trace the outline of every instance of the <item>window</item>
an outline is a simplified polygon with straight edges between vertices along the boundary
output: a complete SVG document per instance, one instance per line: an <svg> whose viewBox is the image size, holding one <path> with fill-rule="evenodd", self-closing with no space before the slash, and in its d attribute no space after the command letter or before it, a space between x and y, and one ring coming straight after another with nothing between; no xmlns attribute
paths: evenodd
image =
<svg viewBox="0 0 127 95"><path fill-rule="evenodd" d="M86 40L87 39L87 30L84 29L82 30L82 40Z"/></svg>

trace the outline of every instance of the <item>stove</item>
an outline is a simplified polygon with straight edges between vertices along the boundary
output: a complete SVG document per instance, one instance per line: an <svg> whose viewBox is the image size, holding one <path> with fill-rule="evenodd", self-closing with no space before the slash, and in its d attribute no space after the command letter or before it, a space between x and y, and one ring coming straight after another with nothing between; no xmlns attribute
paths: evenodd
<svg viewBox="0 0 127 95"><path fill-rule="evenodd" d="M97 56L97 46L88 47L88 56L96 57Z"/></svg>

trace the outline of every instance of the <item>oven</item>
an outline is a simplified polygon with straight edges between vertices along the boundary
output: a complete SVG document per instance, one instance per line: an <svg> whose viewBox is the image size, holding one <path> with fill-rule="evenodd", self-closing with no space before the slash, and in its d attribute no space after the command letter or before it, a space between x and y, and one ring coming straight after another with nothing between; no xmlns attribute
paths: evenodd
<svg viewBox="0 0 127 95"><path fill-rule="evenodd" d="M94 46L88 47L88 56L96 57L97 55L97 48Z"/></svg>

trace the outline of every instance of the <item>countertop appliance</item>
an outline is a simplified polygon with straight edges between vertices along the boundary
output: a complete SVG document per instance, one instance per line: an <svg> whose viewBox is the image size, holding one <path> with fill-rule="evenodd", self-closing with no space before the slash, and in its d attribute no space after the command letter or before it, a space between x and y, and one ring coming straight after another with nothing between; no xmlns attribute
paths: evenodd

**WORK REQUEST:**
Among the lines above, list those that contain the word "item".

**RESPONSE BOX:**
trace the outline of every instance of the <item>window</item>
trace the outline of every instance of the <item>stove</item>
trace the outline of every instance of the <item>oven</item>
trace the outline of every instance of the <item>countertop appliance</item>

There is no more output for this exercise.